** MATERIAL FOR THIS TASK **
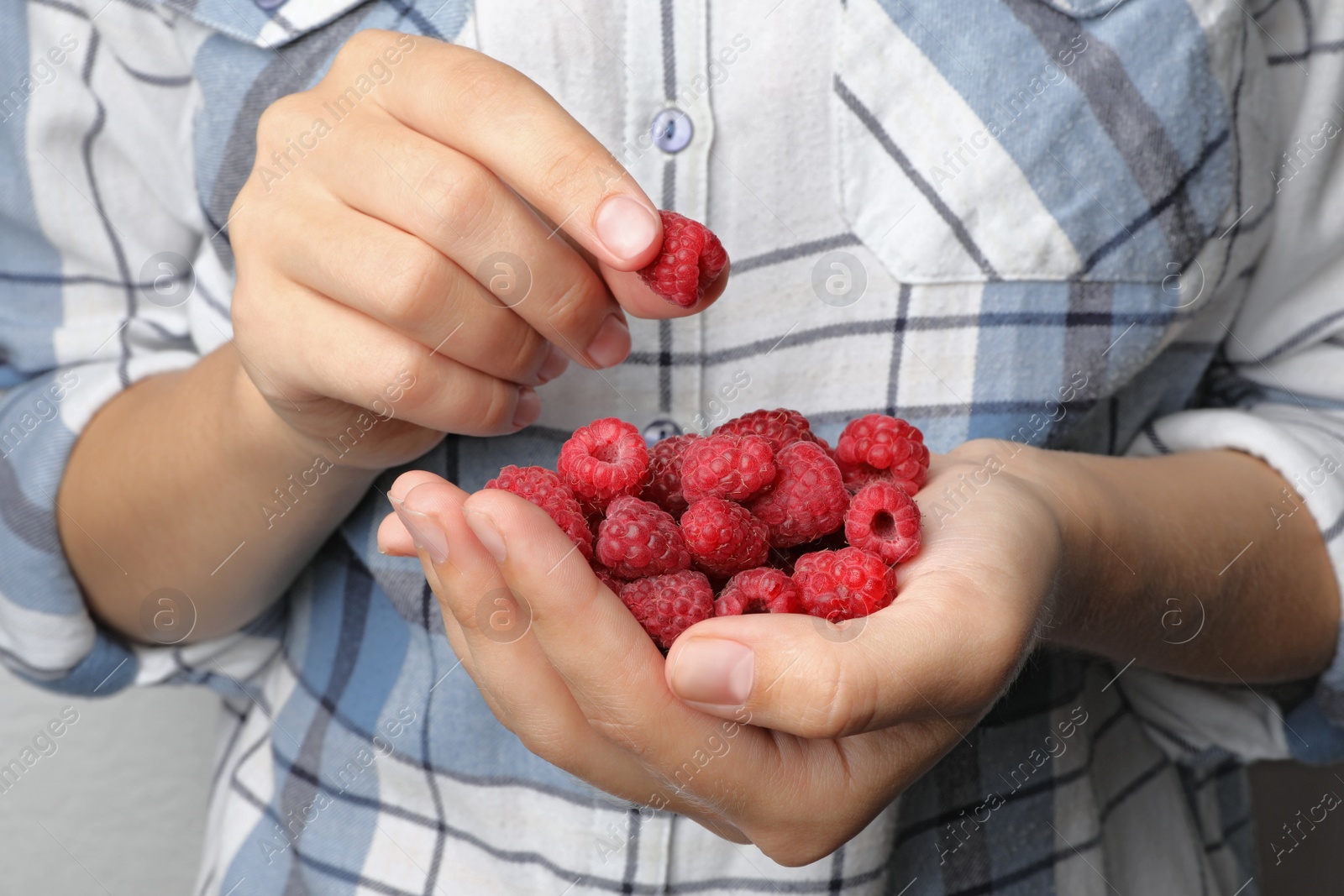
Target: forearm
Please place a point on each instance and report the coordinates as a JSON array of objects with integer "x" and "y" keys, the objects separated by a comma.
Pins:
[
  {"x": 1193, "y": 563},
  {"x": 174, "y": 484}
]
---
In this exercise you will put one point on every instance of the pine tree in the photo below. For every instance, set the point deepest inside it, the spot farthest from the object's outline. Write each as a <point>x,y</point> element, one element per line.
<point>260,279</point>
* * *
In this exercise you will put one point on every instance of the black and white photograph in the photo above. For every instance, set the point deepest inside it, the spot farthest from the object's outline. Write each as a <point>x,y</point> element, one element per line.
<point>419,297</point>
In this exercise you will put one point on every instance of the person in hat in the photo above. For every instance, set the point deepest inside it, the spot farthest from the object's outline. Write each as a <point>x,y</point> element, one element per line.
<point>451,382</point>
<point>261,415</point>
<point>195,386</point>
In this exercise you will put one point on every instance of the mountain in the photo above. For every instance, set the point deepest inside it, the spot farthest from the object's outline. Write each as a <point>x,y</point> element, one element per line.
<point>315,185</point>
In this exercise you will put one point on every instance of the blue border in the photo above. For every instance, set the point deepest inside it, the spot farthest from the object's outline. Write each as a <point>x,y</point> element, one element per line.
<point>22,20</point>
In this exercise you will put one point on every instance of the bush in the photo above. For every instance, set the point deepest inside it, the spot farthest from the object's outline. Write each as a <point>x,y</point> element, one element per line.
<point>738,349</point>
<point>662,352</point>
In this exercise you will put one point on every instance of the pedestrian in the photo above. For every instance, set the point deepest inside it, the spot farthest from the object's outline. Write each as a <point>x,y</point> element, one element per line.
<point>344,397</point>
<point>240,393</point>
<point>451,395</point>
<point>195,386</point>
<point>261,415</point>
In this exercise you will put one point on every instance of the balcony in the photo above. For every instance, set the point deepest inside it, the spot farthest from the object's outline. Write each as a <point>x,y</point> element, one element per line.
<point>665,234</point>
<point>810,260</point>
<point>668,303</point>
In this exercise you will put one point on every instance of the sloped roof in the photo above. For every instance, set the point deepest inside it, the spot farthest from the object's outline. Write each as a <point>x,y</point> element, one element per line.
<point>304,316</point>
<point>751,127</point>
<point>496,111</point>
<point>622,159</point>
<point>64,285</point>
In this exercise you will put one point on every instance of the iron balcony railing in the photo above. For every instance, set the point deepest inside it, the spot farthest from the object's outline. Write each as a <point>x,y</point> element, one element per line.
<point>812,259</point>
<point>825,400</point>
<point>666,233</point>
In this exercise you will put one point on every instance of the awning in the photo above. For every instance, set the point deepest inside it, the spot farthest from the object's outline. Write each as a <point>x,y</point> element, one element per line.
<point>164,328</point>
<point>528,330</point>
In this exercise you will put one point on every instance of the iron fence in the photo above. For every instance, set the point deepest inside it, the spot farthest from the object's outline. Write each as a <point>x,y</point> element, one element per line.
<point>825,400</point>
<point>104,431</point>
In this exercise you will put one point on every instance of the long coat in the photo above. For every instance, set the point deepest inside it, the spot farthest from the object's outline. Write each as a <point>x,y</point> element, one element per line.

** EXERCISE REQUIREMENTS **
Above are the entries. Output exactly the lines beginning with the line that has "the iron balcony" and ending with the line that has "of the long".

** PROBLEM SOLUTION **
In this exercise you will put one point on every instance of the iron balcony railing in the photo above. For every instance, set the point deepest inside it, the spot farthest from the object's outline. Write each as a <point>x,y</point> element, one element per line.
<point>812,259</point>
<point>825,400</point>
<point>666,233</point>
In this exercise you will put one point on every instance of the awning in the photo above. For every instance, set the point deepest inside it, the spot farthest from the object's outline. Write each as a <point>x,y</point> element, one element per line.
<point>164,328</point>
<point>528,330</point>
In this exercise you will put one point on every instance of the iron fence in the photo above. For every instance, set the point deepest inside it, the spot farthest from the object's outline. Write each as a <point>x,y</point> element, one element per line.
<point>825,400</point>
<point>104,431</point>
In this exercise you will put one point on every instance of the long coat in the photo above. For every instance, set the point deepest inside it, the spot farthest from the object's outline. Write each as a <point>x,y</point> element, one element per line.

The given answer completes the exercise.